WHAT YOU ARE ASKED TO DO: Please transcribe the entries below without omitting a single character.

ENTRIES SUPPLIED:
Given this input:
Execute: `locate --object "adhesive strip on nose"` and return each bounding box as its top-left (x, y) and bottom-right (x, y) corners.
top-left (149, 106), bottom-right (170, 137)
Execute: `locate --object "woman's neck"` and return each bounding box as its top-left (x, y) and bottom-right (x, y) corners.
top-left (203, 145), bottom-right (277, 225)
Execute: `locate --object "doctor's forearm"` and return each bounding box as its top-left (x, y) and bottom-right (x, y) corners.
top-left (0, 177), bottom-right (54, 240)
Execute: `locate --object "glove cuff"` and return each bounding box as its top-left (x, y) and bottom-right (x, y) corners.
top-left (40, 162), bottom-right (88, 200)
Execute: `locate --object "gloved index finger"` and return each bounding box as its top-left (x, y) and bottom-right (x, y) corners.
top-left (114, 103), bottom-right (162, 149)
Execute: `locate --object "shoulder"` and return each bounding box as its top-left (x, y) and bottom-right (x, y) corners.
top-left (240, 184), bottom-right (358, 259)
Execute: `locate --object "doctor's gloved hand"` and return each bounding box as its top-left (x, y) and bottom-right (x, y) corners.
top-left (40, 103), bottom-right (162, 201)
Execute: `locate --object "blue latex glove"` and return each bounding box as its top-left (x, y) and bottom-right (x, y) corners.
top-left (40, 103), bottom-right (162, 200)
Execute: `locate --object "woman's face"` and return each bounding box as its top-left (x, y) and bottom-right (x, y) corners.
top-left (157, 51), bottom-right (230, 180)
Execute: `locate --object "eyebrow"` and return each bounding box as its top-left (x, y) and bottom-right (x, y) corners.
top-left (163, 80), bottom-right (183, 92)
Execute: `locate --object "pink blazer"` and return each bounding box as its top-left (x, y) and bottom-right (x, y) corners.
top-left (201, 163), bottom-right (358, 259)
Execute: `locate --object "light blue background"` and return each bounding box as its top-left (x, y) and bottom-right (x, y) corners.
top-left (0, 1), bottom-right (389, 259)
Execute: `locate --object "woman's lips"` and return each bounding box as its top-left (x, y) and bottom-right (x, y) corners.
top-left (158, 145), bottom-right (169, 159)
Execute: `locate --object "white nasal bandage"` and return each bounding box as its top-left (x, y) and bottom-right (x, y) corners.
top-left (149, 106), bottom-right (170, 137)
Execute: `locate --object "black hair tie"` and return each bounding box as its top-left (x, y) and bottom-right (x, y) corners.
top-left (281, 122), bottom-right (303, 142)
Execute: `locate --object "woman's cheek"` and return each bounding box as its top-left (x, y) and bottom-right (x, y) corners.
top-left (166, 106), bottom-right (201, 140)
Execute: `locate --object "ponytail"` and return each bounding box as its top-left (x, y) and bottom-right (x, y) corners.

EXERCISE RESULT:
Given this input:
Execute: `locate --object "adhesive strip on nose"` and return each bounding box as its top-left (x, y) and bottom-right (x, y) corners.
top-left (149, 106), bottom-right (170, 137)
Execute: `locate --object "woman's neck"` and return each bounding box as its top-left (x, y) and bottom-right (x, y) corners.
top-left (203, 145), bottom-right (277, 225)
Execute: `locate --object "doctor's forearm"` and return each bounding box as its top-left (x, y) and bottom-right (x, y) corners.
top-left (0, 177), bottom-right (54, 240)
Execute: `locate --object "glove cuff"` and return each bounding box as its top-left (x, y) and bottom-right (x, y) corners.
top-left (40, 162), bottom-right (88, 200)
Execute: `locate --object "gloved index finger"` and return each bounding box as its top-left (x, y) and bottom-right (x, y) corners.
top-left (114, 103), bottom-right (162, 149)
Execute: `locate --object "shoulder"` and return each bounding box as its top-left (x, y) and bottom-right (x, y) corners.
top-left (240, 184), bottom-right (358, 259)
Execute: `locate --object "doctor's gloved hand"` and return each bounding box as its top-left (x, y) and bottom-right (x, y) corners.
top-left (40, 103), bottom-right (162, 201)
Execute: `locate --object "blue latex glove"` and return each bounding box as its top-left (x, y) and bottom-right (x, y) corners.
top-left (40, 103), bottom-right (162, 200)
Execute: `locate --object "woman's face"` and return each bounding box as its top-left (x, y) and bottom-right (x, y) corners.
top-left (157, 51), bottom-right (230, 180)
Execute: `locate --object "eyebrow"` and return each bounding box as its top-left (x, y) and bottom-right (x, y) corners.
top-left (163, 80), bottom-right (183, 92)
Execute: `locate --object "pink blazer"` and return each bounding box as its top-left (x, y) and bottom-right (x, y) corners.
top-left (201, 163), bottom-right (358, 259)
Execute: `locate --object "light blue background"` and return each bounding box as its top-left (x, y) and bottom-right (x, y) corners.
top-left (0, 1), bottom-right (389, 259)
Execute: `locate --object "woman's lips"` and return each bounding box as its top-left (x, y) and bottom-right (x, y) corners.
top-left (158, 145), bottom-right (169, 159)
Execute: `locate --object "white nasal bandage"` and return each bounding box as its top-left (x, y) and bottom-right (x, y) corners.
top-left (149, 106), bottom-right (170, 137)
Execute: `locate --object "black hair tie"` and return each bounding box as its top-left (x, y) and bottom-right (x, y) corners.
top-left (281, 122), bottom-right (303, 142)
Execute: `locate --object "woman's cheek"` and return each bounding box as its top-left (x, y) and bottom-right (x, y) corners.
top-left (166, 106), bottom-right (201, 140)
Execute: `locate --object "ponytail"` and return each bounding box as its top-left (x, y) and bottom-right (x, y) corners.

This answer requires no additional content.